WHAT YOU SHOULD DO: From first line to last, give the material again unchanged.

DATA SHOWN:
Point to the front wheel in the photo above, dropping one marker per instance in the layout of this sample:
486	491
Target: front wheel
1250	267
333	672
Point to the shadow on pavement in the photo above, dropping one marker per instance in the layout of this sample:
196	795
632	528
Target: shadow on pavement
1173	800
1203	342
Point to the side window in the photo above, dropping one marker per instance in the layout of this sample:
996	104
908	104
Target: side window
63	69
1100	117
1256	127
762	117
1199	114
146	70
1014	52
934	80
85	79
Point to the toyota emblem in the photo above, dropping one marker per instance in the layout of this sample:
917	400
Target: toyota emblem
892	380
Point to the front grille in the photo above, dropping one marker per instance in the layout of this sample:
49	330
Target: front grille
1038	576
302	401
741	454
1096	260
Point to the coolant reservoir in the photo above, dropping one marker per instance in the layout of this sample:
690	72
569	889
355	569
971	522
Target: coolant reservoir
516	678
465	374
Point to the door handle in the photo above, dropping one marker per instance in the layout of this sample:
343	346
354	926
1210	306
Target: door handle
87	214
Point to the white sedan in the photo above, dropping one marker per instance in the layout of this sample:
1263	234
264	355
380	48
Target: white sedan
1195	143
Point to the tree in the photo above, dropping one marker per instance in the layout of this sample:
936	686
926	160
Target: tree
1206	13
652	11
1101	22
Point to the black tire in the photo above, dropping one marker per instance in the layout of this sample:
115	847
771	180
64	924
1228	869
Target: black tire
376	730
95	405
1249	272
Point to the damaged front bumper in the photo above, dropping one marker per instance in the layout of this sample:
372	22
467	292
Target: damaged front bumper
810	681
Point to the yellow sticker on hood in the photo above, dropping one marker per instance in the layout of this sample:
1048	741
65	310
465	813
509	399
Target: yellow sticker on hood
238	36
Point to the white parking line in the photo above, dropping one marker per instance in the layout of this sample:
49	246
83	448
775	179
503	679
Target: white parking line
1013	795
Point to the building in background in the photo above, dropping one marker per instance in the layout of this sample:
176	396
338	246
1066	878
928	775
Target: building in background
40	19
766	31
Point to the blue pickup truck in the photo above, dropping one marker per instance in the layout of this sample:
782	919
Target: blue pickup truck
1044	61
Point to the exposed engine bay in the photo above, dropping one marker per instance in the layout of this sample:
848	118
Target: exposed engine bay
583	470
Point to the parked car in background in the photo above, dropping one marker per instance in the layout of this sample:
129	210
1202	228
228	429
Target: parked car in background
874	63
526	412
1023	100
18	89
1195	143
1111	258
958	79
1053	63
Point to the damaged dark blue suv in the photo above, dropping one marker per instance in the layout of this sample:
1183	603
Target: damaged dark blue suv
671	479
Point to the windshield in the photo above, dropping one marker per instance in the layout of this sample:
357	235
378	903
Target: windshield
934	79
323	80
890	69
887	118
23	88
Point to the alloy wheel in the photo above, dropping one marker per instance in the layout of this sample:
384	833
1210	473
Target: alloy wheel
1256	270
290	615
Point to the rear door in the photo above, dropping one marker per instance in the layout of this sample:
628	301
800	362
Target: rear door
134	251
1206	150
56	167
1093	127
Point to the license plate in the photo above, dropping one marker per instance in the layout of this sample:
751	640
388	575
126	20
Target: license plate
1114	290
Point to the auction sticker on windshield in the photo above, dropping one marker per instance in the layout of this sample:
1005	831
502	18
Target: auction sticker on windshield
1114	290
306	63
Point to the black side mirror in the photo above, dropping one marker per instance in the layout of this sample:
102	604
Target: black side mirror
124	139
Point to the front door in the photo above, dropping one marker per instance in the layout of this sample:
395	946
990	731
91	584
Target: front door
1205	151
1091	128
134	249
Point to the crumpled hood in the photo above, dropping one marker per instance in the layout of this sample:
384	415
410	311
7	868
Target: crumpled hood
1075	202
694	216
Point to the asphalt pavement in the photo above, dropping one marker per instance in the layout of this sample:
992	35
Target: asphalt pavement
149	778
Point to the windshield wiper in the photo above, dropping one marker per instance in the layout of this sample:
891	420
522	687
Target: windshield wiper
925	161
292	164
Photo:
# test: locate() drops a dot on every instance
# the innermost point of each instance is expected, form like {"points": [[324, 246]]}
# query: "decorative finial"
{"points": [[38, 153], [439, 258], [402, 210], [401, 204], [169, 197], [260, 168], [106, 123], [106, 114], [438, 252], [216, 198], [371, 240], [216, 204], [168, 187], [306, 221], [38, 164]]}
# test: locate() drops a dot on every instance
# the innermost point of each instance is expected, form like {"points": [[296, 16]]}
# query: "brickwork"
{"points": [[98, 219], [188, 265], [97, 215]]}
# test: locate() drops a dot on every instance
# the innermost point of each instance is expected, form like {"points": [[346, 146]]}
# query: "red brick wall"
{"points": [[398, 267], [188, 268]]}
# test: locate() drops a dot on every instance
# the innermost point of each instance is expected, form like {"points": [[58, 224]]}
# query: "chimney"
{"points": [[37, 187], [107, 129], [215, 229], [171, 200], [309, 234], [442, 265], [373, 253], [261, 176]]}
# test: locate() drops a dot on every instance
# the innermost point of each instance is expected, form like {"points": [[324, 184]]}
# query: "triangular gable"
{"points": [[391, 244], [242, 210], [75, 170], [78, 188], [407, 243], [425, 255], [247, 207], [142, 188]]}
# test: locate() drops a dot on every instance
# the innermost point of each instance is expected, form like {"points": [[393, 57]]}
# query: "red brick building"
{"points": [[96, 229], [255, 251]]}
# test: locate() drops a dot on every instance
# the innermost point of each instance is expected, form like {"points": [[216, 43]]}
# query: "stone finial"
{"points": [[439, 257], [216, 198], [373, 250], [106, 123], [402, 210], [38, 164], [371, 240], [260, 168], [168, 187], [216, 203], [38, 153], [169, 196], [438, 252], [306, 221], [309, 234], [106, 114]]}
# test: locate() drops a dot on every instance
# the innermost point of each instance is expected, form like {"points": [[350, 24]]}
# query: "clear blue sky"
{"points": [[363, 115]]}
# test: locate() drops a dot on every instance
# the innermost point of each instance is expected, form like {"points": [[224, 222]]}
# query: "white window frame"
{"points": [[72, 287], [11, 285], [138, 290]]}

REPLY TO THE EXERCISE:
Point to the front wheel in the photo above, dropping one marker per instance in the layout of this sample:
486	491
Target: front wheel
1250	267
333	672
Point to the shadow on pavement in the photo above, dropping one marker per instance in the layout of this sample:
196	795
632	528
Target: shadow on pavement
1173	800
1203	342
Point to the side window in the photo above, dropping one marker per instance in the layout of this sample:
996	104
908	104
Target: side window
63	69
1100	117
1256	127
762	117
1199	114
146	70
1014	52
934	80
85	79
Point to the toyota emblem in the photo above, dropping one marker per instance in the layout of this sample:
917	400
Target: toyota emblem
892	380
Point to the front grille in the photo above, dropping one marker per instance in the layout of this sample:
49	330
Target: front grille
1038	576
302	401
741	454
1096	260
Point to the coolant reservoir in the photo above, dropping one marker per instance in the layout of this sample:
690	72
569	889
355	569
971	522
Target: coolant reservoir
516	678
465	374
Point to the door handle in the photo above, dropping one marker per instance in the layout of this sample:
343	346
354	926
1210	306
Target: door handle
87	214
Point to the white sedan in the photo above, dropping one marker per instance in the layout of this sample:
1263	234
264	355
380	48
Target: white sedan
1195	143
Point to the tree in the photo above, dropping one marker per instance in the layout of this sample:
936	686
926	160
Target: tree
1206	13
652	11
1101	22
Point to the black tire in the photo above, dropping one marker per instance in the layout of this sample:
115	847
771	180
64	924
1228	869
Target: black tire
376	730
95	405
1249	272
Point to the damaged front bumper in the photo above, dropping one marker per instance in the layout of this sample:
372	22
467	292
Target: damaged front bumper
810	681
Point to the yellow sticker on hood in the photo above, dropping one marker per instance in the layout of this sample:
1048	741
65	310
465	813
509	399
Target: yellow sticker on hood
238	36
Point to the white parking line in the photo above, dropping one marker per instance in the layout of this sample:
49	246
83	448
775	179
503	679
Target: white parking line
1013	795
Point to the building in background in the photo above, dropping one marker per instance in the layout of this sample:
176	396
338	246
1066	878
928	775
Target: building in background
40	19
766	31
Point to the blue pickup truck in the photo above, dropping one marker per instance in the layout of this sample:
782	919
Target: blue pickup truck
1044	61
Point to the exposed engine bay in the photo above, dropping one marker per instance in the layout of this sample:
848	118
Target: exposed engine bay
583	470
Point to the parked car in background in the photo above, dropping one marker per instance in the layout of this sample:
129	210
1202	228
228	429
Target: parked car in background
874	63
526	412
1023	100
18	89
1195	143
1111	258
958	79
1053	63
Point to the damaged dark blue suv in the photo above, dropping one marker per instance in the layout of this sample:
1183	603
Target: damaged dark blue suv
671	479
Point to the windshield in the photo above, dropping one marker per instance in the layout of this sample:
357	235
378	903
Target: windshield
934	79
323	80
890	69
887	118
23	88
Point to the alloy wheel in the photo above, dropping one marker per instance in the layout of this sample:
384	833
1210	473
Target: alloy wheel
1256	270
290	615
Point to the rear door in the photo above, dropping one marker per instance in the layout of this sample:
628	301
800	362
Target: rear door
134	251
1206	150
56	167
1093	127
Point to the license plate in the photo above, dropping one marker per instance in the layout of this sample:
751	640
388	575
126	20
Target: license plate
1114	290
Point to the auction sticker on windshield in the photo above, dropping one marker per instance in the layout of this sample:
1005	831
502	18
Target: auction sticker on windshield
1114	290
306	63
Point to the black side mirror in the photo above, dropping one marker per instance in the layout of this sample:
102	604
Target: black side mirror
124	139
Point to the front door in the photo above, dropping one marker per instance in the layout of this sample:
395	946
990	731
91	584
Target: front door
1205	151
1091	128
134	249
Point to the crumpled hood in the photo above, dropping one marker per instance in the layout of this sample:
384	415
410	311
7	868
Target: crumpled hood
1075	202
694	216
Point to the asphalt pavement in the photo above, dropping one marker per instance in the layout of this sample:
992	35
Target: asphalt pavement
149	778
Point to the windshield wiper in the photo above, dropping one marker per instance in the layout of this sample:
891	420
522	687
Target: windshield wiper
925	161
292	164
Photo:
# test: locate() drops a dot on every instance
# the innermost point of each instance is expected, form like {"points": [[324, 246]]}
# query: "decorative finial"
{"points": [[38, 153], [439, 258], [402, 210], [401, 204], [169, 197], [260, 168], [106, 123], [106, 114], [438, 252], [216, 198], [371, 240], [216, 204], [168, 187], [306, 221], [38, 164]]}
# test: locate() drops a dot on every instance
# the innermost point of each instance is expected, form like {"points": [[296, 16]]}
# query: "brickwork"
{"points": [[98, 219], [188, 265], [97, 215]]}
# test: locate() drops a dot on every instance
# the innermost point of each instance is expected, form like {"points": [[346, 146]]}
# query: "red brick wall"
{"points": [[398, 267], [188, 268]]}
# test: locate() drops a dot on every instance
# the innermost point of each instance is expected, form like {"points": [[58, 224]]}
# query: "chimney"
{"points": [[37, 187], [107, 129], [215, 229], [171, 200], [309, 234], [442, 265], [373, 253], [261, 176]]}
# test: locate() drops a dot on every instance
# the innermost point of each instance is expected, form like {"points": [[324, 184]]}
# query: "triangular gable"
{"points": [[391, 244], [242, 210], [75, 170], [78, 188], [407, 243], [425, 255], [247, 207], [142, 188]]}
# test: locate() drops a dot on every instance
# the innermost point of each instance is expected, form like {"points": [[393, 57]]}
# query: "red brick building"
{"points": [[96, 229], [255, 251]]}
# test: locate() drops a dot on every instance
# the innermost point of each instance is expected, form like {"points": [[216, 43]]}
# query: "stone finial"
{"points": [[439, 257], [216, 198], [373, 250], [106, 123], [402, 210], [38, 164], [371, 240], [260, 168], [168, 187], [216, 203], [38, 153], [169, 196], [438, 252], [306, 221], [309, 234], [106, 114]]}
# test: locate() drops a dot on every instance
# the innermost point of each instance is expected, form like {"points": [[350, 24]]}
# query: "clear blue sky"
{"points": [[363, 115]]}
# test: locate() drops a dot on every instance
# the innermost point of each instance is expected, form like {"points": [[224, 222]]}
# query: "white window frame"
{"points": [[72, 287], [11, 285], [138, 290]]}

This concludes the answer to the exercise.